Text to read —
*****

IPA in spreadsheets (was: antedating "hobo" 1885)

Chris Waigl chris at LASCRIBE.NET
Fri May 29 13:59:11 UTC 2009


On Thu, 28 May 2009 22:13:12 -0400, Mark Mandel <thnidu at GMAIL.COM> wrote:

> Though I feel strange defending Mr. Z., he said "without the need for
> *special* fonts. Arguably, a Unicode font that supports all the IPA
> characters is "special" in contrast to a font that need only support
> ASCII.

Well, it depends on one's perspective, doesn't it. For me, in 2009, a font
that merely offers glyphs for ascii characters would be special in that it
would be so severely limited, and while a font with IPA glyphs is arguably
special, the specialness is lessened by the fact that all modern desktop
operating systems ship with such a font.

Any non-Unicode font would be more special than either (in its
obsoleteness).

*****

[Recorded data]
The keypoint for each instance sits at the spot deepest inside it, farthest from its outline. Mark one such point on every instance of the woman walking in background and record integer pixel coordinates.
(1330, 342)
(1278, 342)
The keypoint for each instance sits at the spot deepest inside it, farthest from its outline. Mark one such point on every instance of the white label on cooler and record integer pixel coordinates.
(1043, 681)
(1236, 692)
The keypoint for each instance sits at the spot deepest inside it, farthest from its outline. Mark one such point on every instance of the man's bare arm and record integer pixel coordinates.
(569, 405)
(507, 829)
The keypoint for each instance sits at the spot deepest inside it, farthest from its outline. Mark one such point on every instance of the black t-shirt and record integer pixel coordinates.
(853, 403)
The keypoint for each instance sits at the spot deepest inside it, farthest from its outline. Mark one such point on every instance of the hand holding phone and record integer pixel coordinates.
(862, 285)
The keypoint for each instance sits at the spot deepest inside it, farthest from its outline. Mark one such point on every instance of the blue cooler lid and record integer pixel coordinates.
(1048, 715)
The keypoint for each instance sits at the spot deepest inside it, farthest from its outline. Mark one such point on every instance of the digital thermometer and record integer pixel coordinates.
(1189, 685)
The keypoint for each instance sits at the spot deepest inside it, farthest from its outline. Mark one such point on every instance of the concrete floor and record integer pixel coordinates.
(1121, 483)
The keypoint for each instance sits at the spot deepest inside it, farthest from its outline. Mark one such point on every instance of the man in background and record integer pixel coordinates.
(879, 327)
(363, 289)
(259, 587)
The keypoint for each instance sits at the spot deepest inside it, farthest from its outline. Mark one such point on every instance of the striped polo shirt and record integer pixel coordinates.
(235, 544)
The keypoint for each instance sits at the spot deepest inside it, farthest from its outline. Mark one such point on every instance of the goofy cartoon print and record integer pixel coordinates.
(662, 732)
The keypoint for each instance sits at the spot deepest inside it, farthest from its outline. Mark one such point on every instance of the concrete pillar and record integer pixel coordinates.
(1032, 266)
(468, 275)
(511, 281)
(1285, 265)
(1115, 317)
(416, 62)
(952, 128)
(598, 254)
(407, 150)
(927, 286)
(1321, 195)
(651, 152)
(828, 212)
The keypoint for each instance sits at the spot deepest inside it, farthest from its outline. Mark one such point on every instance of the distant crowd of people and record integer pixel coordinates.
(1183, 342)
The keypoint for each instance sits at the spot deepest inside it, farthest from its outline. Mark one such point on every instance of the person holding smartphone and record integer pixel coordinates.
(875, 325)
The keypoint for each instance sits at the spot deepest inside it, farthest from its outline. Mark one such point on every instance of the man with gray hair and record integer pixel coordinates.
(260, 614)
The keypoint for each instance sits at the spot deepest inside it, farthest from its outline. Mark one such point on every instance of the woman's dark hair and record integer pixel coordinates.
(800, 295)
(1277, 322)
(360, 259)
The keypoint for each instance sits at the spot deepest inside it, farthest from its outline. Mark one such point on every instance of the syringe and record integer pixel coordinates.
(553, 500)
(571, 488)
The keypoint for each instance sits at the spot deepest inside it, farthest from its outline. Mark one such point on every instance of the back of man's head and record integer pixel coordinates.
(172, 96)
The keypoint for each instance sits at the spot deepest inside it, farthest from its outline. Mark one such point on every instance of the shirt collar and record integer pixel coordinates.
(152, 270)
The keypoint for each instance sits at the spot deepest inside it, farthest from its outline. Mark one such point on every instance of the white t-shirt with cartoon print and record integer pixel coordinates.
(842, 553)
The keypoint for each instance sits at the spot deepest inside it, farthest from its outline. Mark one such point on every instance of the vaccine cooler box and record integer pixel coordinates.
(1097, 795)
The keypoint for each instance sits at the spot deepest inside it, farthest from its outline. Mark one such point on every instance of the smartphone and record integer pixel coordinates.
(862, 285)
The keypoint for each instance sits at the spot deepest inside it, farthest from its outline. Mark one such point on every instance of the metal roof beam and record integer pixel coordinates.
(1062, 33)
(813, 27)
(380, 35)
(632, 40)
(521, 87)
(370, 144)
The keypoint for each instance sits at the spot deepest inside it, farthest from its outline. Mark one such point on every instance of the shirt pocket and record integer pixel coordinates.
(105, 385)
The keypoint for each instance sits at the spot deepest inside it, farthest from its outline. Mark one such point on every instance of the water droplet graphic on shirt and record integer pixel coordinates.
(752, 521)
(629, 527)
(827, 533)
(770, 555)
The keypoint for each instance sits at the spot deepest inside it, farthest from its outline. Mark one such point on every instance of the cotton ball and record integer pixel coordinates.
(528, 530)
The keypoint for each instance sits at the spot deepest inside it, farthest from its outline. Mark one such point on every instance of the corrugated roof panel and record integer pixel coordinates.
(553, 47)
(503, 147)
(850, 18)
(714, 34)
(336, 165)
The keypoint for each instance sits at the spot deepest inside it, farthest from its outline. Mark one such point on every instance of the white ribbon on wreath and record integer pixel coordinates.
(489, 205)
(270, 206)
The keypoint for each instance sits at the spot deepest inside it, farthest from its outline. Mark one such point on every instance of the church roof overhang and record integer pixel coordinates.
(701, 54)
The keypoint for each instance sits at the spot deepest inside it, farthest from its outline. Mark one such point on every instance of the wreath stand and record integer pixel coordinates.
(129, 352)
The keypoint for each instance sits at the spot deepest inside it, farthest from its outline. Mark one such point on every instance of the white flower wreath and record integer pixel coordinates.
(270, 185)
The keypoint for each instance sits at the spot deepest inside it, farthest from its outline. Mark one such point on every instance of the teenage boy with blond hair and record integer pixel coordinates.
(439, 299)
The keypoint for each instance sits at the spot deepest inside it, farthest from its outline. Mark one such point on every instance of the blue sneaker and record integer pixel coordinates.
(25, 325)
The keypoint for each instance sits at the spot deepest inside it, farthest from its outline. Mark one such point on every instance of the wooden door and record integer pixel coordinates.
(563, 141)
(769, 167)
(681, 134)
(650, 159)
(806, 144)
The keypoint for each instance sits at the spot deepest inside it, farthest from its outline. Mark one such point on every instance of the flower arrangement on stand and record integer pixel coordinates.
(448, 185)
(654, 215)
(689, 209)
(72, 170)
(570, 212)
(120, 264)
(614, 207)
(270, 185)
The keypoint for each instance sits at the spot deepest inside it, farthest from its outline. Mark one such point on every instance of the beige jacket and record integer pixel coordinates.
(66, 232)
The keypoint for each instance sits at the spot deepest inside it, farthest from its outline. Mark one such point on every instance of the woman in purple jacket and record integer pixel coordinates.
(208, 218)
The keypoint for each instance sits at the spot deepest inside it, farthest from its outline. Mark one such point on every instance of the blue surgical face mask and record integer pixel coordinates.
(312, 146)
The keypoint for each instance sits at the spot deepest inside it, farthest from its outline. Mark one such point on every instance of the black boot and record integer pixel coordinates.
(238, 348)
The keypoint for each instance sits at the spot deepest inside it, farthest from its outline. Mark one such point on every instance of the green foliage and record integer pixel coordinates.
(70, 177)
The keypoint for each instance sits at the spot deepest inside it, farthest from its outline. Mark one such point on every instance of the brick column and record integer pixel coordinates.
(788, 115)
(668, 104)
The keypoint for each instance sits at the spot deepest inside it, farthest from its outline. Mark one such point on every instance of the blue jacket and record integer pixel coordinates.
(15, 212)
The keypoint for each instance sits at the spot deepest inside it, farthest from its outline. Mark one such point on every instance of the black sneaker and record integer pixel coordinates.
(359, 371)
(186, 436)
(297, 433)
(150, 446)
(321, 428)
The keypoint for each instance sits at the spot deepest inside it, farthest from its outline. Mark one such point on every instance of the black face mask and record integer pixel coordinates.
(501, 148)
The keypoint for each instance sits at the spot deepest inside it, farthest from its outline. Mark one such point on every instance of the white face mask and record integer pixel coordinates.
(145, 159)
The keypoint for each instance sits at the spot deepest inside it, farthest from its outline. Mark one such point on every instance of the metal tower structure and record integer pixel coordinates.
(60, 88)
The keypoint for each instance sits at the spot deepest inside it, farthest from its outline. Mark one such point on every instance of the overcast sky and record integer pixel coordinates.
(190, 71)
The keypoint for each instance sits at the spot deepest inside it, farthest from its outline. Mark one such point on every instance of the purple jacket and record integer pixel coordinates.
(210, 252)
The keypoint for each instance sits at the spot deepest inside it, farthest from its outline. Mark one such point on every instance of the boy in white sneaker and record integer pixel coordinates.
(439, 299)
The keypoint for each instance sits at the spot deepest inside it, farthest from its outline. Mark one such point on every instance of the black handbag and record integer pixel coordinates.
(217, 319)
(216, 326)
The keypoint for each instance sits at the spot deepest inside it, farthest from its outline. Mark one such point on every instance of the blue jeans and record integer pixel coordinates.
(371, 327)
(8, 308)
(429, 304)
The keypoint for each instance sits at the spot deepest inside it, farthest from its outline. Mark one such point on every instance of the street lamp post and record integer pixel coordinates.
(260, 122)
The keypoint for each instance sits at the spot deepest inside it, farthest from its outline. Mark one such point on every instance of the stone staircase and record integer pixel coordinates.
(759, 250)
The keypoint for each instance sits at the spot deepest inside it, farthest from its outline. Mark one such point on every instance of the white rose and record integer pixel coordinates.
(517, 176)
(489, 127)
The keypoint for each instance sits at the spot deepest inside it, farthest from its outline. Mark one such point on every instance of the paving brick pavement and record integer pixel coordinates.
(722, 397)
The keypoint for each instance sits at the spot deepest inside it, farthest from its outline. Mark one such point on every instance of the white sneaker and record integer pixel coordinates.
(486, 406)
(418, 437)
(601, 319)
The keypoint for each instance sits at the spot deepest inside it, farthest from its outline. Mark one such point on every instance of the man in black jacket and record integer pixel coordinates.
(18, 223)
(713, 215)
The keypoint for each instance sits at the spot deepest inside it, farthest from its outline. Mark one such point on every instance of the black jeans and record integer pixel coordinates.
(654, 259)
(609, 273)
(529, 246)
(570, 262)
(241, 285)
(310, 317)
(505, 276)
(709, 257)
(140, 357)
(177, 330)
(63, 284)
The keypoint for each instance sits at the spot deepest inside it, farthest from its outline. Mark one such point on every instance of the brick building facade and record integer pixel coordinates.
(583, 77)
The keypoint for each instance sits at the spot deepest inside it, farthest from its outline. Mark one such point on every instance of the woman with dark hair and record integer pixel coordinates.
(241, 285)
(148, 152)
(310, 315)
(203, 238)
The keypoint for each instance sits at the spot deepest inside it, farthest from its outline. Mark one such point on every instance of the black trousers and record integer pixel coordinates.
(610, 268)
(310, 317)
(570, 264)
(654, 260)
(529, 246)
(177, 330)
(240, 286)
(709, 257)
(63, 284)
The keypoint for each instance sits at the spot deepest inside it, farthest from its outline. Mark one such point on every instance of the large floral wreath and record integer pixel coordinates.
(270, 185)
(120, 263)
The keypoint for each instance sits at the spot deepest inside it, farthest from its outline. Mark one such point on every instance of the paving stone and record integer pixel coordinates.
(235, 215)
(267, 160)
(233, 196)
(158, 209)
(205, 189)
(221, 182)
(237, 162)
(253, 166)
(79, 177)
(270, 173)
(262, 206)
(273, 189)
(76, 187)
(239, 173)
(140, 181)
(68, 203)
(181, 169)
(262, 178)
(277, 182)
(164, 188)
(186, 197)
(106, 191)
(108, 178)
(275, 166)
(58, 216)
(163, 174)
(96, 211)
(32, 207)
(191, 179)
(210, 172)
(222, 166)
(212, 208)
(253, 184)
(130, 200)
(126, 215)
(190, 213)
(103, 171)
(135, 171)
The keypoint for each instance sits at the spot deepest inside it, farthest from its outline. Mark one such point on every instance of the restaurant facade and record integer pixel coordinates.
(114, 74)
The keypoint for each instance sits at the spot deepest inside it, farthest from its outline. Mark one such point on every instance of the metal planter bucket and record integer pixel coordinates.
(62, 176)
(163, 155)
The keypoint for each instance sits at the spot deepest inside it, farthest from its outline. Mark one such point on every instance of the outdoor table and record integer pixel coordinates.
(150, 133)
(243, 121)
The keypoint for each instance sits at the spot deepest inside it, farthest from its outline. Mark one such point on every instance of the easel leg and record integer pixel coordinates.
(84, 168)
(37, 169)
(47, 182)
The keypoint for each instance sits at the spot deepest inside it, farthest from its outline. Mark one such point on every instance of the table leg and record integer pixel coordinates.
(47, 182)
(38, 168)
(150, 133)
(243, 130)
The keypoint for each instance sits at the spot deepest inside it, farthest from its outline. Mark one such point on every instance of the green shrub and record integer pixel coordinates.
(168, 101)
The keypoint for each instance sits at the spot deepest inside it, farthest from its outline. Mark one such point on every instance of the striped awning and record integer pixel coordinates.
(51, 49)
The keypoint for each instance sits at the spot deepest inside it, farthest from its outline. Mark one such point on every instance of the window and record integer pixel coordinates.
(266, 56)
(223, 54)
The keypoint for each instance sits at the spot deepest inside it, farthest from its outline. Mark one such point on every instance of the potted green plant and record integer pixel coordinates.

*****

Task brief — In the message about IPA in spreadsheets, what does the writer say all modern desktop operating systems ship with?

Exercise solution — A font with IPA glyphs.